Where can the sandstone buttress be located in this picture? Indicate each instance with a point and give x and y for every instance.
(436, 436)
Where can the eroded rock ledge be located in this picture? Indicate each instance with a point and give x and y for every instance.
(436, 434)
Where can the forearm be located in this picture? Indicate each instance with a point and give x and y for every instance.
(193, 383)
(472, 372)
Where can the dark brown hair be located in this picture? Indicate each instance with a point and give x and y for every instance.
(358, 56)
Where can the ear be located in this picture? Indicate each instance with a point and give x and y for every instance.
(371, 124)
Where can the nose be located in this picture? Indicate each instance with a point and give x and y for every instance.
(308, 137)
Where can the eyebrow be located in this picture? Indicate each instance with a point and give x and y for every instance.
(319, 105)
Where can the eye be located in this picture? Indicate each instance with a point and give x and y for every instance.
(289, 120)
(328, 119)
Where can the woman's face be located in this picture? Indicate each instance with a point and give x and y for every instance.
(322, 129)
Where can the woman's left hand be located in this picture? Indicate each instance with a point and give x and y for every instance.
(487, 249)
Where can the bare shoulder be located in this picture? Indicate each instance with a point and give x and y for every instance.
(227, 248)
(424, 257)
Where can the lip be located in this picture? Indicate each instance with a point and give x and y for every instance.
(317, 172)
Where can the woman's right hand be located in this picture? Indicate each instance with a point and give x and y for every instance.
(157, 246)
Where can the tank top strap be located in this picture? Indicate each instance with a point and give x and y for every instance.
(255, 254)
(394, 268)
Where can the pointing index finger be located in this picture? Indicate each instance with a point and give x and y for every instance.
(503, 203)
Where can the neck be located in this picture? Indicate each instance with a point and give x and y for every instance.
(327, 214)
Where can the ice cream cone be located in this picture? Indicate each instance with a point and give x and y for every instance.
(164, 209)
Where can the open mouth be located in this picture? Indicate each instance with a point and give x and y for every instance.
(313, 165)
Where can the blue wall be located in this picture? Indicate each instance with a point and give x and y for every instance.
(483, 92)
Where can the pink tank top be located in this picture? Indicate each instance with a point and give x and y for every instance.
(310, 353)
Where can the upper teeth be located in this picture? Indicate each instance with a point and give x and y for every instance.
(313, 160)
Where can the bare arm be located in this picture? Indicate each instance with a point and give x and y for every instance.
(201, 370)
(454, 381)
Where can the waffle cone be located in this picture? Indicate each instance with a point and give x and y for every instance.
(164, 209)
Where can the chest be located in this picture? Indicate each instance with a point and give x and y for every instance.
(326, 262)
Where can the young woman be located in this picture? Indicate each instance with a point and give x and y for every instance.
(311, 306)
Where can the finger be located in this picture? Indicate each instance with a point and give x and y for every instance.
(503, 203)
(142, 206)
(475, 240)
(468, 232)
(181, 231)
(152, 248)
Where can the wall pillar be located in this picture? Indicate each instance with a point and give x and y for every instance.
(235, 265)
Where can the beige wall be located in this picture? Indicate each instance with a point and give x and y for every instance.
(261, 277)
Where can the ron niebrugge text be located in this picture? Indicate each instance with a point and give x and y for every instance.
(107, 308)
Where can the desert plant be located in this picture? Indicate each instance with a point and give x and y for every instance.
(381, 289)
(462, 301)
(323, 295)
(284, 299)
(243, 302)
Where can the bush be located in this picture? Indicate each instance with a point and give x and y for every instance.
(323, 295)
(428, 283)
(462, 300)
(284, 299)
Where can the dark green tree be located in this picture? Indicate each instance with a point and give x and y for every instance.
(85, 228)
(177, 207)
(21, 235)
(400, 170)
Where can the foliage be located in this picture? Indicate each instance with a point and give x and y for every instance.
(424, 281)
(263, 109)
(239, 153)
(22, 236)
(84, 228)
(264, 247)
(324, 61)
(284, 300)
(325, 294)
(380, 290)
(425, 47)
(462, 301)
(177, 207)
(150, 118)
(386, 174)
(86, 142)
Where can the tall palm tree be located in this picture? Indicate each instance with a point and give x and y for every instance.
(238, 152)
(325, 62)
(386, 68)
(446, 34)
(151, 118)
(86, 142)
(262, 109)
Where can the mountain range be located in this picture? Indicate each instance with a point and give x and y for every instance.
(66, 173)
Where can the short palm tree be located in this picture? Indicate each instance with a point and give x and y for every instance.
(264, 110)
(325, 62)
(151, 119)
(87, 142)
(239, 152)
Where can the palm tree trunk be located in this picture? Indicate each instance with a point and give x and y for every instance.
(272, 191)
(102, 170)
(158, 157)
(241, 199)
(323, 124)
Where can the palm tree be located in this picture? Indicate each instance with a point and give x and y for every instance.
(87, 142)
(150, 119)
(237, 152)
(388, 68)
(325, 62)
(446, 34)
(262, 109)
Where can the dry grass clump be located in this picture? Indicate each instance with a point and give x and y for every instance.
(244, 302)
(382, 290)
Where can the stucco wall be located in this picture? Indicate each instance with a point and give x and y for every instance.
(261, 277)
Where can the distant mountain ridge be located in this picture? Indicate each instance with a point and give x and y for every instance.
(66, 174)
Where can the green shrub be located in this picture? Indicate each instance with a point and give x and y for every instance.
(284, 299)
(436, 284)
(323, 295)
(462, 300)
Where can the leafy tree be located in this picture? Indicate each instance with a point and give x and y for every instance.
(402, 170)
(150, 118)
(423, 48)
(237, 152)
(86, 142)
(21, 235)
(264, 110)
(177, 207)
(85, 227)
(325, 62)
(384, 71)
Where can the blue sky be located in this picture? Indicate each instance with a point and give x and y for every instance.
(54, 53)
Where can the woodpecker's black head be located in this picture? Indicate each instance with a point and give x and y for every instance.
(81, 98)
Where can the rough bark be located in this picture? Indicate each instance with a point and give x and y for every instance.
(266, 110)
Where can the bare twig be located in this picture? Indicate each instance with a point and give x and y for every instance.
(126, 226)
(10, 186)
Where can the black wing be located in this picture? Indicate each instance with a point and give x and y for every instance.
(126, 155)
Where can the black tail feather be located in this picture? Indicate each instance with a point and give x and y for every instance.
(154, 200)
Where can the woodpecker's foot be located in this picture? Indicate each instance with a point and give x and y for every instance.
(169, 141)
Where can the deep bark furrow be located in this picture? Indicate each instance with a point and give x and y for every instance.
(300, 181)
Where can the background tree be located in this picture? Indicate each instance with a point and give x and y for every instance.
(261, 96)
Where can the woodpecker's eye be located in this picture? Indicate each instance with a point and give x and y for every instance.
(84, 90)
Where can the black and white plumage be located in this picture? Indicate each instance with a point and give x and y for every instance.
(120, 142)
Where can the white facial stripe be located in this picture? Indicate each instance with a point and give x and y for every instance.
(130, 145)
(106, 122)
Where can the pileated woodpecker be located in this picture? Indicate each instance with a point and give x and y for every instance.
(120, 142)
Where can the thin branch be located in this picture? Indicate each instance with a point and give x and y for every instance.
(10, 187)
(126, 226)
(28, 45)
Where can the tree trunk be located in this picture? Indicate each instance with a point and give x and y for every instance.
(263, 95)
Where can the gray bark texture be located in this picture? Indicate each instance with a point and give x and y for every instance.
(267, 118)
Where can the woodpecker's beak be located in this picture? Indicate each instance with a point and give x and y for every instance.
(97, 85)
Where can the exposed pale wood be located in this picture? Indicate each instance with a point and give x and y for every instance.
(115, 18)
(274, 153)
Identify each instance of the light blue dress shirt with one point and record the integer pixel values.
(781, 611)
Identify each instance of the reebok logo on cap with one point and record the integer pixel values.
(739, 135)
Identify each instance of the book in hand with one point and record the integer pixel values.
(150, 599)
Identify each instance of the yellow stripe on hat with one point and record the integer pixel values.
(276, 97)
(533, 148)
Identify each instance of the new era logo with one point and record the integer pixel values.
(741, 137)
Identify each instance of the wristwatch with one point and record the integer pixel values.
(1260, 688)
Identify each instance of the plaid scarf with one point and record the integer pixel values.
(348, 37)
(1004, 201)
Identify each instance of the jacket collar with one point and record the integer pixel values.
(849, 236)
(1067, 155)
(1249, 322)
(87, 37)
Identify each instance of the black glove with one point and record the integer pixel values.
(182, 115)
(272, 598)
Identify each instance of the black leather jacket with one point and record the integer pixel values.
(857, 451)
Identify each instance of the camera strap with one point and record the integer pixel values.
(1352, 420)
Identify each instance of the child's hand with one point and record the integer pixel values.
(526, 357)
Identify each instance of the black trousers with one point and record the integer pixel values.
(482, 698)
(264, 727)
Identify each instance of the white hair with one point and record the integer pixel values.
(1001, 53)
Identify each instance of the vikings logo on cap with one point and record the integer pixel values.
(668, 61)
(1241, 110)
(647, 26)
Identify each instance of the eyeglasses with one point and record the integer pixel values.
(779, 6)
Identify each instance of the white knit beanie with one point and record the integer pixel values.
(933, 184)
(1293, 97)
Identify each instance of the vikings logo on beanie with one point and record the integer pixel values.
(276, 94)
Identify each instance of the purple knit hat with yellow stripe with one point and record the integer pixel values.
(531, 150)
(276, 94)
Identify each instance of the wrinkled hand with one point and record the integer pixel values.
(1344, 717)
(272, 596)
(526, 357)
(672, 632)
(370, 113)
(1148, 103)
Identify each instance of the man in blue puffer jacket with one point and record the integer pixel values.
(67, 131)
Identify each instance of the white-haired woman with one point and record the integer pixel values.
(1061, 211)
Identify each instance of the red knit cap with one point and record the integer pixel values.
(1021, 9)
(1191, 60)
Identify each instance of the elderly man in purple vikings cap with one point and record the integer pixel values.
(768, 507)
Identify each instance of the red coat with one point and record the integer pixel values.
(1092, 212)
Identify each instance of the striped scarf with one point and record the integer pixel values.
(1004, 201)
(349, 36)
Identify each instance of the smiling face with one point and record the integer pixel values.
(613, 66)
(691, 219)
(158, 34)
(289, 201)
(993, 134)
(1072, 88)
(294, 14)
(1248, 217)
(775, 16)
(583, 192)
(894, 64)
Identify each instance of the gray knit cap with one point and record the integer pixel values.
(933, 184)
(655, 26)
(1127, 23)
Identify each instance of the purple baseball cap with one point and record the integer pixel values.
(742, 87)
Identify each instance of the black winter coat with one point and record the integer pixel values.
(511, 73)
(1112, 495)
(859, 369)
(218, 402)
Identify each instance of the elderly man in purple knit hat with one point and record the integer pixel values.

***

Stated problem
Give again only the lines of the material above that run from the one with "Identify each instance of the gray" through the end, both included, exactly as they appear.

Finished task
Identify each instance of the gray knit cap with one point and record the integer pixel values.
(933, 184)
(655, 26)
(1127, 23)
Identify each instance of the purple baseball cap with one point and record the integer pixel values.
(742, 87)
Identify each instance of the black winter coat with one point and record the integer pixel values.
(511, 73)
(1112, 495)
(859, 369)
(218, 402)
Identify each instance of the elderly man in purple knit hat with one point and record the integer pixel values.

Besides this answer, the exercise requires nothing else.